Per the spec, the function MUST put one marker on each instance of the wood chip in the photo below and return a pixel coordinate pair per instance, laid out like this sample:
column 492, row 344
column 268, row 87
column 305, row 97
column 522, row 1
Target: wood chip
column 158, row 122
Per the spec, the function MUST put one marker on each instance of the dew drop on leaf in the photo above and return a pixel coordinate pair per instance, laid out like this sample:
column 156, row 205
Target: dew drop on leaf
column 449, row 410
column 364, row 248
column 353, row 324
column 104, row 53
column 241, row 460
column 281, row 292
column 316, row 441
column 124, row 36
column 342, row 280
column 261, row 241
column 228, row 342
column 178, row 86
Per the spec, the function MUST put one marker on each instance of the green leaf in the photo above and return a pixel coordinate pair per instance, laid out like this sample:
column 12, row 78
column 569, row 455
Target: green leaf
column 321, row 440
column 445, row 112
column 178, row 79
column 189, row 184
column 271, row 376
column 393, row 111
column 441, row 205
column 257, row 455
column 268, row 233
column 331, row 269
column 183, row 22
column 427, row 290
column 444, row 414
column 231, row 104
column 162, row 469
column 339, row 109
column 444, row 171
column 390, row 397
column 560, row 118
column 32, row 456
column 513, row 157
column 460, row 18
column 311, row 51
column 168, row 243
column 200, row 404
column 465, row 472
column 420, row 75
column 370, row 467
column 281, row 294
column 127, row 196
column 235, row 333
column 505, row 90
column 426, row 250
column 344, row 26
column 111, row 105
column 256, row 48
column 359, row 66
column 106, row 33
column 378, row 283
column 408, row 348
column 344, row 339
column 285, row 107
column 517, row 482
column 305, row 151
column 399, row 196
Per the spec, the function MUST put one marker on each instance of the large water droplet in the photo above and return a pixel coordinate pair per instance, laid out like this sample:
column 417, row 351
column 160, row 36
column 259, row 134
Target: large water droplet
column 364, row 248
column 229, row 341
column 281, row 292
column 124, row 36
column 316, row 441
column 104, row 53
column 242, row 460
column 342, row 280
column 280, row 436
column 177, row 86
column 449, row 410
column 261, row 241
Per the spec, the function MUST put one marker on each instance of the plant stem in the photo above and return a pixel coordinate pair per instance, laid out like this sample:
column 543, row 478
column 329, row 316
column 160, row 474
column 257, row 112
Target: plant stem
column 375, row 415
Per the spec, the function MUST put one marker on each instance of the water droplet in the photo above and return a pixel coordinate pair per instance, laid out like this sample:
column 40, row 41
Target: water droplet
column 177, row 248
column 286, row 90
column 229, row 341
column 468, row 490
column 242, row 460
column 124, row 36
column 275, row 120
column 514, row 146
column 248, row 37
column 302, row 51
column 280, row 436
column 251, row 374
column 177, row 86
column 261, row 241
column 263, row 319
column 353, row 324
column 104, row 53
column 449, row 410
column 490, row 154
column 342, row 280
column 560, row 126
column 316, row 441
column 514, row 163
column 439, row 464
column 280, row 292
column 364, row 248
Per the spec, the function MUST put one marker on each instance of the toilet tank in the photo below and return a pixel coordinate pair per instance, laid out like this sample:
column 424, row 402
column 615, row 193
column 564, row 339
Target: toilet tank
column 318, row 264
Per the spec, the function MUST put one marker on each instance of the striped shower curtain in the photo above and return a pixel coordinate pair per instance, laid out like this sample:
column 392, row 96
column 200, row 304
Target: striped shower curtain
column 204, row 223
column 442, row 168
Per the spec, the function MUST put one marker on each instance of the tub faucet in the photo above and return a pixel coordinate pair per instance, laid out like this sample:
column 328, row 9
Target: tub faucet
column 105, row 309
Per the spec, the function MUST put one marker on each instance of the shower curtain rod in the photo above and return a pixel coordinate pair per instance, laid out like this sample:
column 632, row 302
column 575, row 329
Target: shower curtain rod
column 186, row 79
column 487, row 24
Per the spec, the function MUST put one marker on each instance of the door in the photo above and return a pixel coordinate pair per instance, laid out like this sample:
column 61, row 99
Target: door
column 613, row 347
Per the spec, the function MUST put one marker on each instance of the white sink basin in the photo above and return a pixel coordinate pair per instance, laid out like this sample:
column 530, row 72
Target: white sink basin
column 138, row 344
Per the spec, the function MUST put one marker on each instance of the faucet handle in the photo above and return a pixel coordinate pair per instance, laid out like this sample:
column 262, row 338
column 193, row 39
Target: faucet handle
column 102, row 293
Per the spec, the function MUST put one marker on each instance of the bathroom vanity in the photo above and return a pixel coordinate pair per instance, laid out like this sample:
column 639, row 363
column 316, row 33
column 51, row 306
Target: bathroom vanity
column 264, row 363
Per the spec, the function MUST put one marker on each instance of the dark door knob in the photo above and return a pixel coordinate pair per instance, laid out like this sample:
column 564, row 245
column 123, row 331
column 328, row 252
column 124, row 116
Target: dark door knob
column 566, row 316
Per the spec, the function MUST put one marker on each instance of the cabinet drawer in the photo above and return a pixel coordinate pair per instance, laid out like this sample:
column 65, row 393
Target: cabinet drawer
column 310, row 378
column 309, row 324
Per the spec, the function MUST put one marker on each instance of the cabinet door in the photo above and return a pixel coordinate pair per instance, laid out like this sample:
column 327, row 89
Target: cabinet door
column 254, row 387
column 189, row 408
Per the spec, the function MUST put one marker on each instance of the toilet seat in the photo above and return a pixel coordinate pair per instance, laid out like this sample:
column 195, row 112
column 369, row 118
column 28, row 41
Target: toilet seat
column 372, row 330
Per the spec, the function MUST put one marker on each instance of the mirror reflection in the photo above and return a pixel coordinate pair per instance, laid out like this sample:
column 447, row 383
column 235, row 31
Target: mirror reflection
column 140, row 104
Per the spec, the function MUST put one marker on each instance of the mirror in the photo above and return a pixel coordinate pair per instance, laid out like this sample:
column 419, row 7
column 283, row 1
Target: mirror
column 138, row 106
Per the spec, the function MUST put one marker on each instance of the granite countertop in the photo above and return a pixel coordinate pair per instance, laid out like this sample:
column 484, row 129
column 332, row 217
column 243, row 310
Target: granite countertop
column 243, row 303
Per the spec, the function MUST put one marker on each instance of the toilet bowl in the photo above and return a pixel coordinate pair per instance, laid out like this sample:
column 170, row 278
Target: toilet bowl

◆ YOUR INSTRUCTIONS: Please give an exact copy of the lines above, beginning with the line containing "column 424, row 402" and running through the line containing "of the bathroom", and of no other lines.

◆ WORKED SOLUTION:
column 424, row 402
column 615, row 193
column 564, row 339
Target: toilet tank
column 318, row 264
Per the spec, the function MUST put one marker on each instance of the striped shower curtain in the photo above and return a pixel coordinate pair per instance, laid out like this sample:
column 392, row 96
column 200, row 304
Target: striped shower curtain
column 204, row 223
column 442, row 168
Per the spec, the function MUST put one marker on each instance of the tub faucet in the photo above and return a pixel coordinate pair per instance, laid out like this sample:
column 328, row 9
Target: tub faucet
column 105, row 309
Per the spec, the function MUST put one marker on each instance of the shower curtain rod in the photo above and return a pixel coordinate pair per instance, laid out like this sample:
column 632, row 302
column 575, row 329
Target: shower curtain rod
column 186, row 79
column 487, row 24
Per the spec, the function MUST put one marker on each instance of the door in the photo above and return a pixel coordinate pair per instance, laid out like this sample:
column 61, row 99
Target: door
column 613, row 347
Per the spec, the function MUST put one marker on each instance of the white sink basin in the photo above and return a pixel coordinate pair per instance, laid out like this sample:
column 530, row 72
Target: white sink basin
column 138, row 344
Per the spec, the function MUST put one marker on each instance of the faucet handle in the photo above and return a pixel coordinate pair per instance, laid out like this sample:
column 262, row 338
column 193, row 39
Target: faucet handle
column 102, row 293
Per the spec, the function MUST put one marker on each instance of the bathroom vanity in the photo above and return a pixel coordinate pair per instance, laid out like this sample:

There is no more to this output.